**WHAT TO DO**
Reproduce every line of the rows below as a numbered list, omitting blank lines.

BEGIN MATERIAL TO PROCESS

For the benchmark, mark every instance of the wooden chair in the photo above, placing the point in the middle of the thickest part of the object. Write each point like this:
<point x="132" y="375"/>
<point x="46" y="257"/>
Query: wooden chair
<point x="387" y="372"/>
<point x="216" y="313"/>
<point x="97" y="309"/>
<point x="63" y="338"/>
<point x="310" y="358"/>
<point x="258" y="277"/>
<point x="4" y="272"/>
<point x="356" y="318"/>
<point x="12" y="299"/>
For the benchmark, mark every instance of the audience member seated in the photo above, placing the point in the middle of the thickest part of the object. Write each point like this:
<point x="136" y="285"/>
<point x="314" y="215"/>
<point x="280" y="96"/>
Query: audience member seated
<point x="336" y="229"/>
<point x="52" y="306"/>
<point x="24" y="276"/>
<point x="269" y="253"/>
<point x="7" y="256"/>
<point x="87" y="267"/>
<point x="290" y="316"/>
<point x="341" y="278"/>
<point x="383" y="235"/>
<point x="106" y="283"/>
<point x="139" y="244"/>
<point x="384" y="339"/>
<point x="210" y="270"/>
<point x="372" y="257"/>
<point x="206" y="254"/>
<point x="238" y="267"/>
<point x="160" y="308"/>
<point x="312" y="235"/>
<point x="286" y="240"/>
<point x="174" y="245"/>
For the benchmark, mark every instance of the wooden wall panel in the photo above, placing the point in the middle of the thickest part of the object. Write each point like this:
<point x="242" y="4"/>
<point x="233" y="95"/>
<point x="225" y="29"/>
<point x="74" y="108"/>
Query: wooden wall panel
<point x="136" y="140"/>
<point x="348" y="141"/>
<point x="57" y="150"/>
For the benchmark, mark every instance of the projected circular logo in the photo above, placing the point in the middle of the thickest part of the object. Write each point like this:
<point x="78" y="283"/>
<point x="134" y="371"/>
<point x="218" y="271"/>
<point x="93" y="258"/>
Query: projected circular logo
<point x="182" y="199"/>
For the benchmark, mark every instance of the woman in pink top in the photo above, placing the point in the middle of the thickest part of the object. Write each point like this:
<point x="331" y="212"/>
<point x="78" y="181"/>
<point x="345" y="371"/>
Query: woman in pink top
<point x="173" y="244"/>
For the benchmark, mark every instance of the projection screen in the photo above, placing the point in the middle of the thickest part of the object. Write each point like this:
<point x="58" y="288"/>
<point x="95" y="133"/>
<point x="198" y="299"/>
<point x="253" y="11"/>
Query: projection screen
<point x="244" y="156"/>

END MATERIAL TO PROCESS

**ANSWER TO THE PROBLEM**
1. For the benchmark, mark every instance of the wooden chair in the photo above, placing the point in the middle of the thickest part of the object. Write each point like this:
2. <point x="132" y="375"/>
3. <point x="46" y="257"/>
4. Query: wooden chair
5. <point x="387" y="372"/>
6. <point x="216" y="313"/>
7. <point x="97" y="309"/>
8. <point x="63" y="338"/>
9. <point x="310" y="358"/>
10. <point x="258" y="277"/>
11. <point x="4" y="272"/>
12. <point x="356" y="318"/>
13. <point x="12" y="299"/>
14. For the benchmark, mark every instance of the audience member seated in the photo above, placing the point in the middle of the thickest part of the object. Write each point like this:
15. <point x="136" y="285"/>
16. <point x="314" y="215"/>
17. <point x="280" y="96"/>
18. Query: audience member seated
19. <point x="336" y="229"/>
20. <point x="52" y="306"/>
21. <point x="24" y="276"/>
22. <point x="269" y="253"/>
23. <point x="7" y="256"/>
24. <point x="87" y="267"/>
25. <point x="290" y="316"/>
26. <point x="341" y="278"/>
27. <point x="383" y="235"/>
28. <point x="106" y="283"/>
29. <point x="139" y="244"/>
30. <point x="384" y="339"/>
31. <point x="210" y="270"/>
32. <point x="372" y="257"/>
33. <point x="206" y="254"/>
34. <point x="238" y="267"/>
35. <point x="160" y="308"/>
36. <point x="312" y="235"/>
37. <point x="286" y="240"/>
38. <point x="174" y="245"/>
39. For the benchmark, mark every instance of the wooden wall panel in the photo above, placing the point in the middle of the thickest part of the object. Write each point like this:
40. <point x="242" y="4"/>
41. <point x="233" y="95"/>
42. <point x="225" y="29"/>
43. <point x="74" y="108"/>
44. Query: wooden wall panel
45. <point x="136" y="140"/>
46. <point x="348" y="141"/>
47. <point x="57" y="150"/>
48. For the benchmark, mark every instance of the projected circular logo in the photo above, placing the point in the middle of the thickest part of the object. Write each point like this:
49. <point x="78" y="283"/>
50. <point x="134" y="371"/>
51. <point x="218" y="271"/>
52. <point x="93" y="258"/>
53. Query: projected circular logo
54. <point x="182" y="199"/>
55. For the benchmark, mark every instance of the woman in pink top in the photo above, placing the point in the middle of the thickest part of the object. Write each point like this:
56. <point x="331" y="212"/>
57. <point x="78" y="181"/>
58. <point x="345" y="371"/>
59. Query: woman in pink top
60. <point x="173" y="244"/>
61. For the benchmark, mark every instance of the projection screen in the photo above, placing the point in the middle of the thickest part of the object. Write each point like this:
62. <point x="58" y="288"/>
63. <point x="95" y="133"/>
64. <point x="198" y="299"/>
65. <point x="253" y="11"/>
66. Query: projection screen
67. <point x="244" y="156"/>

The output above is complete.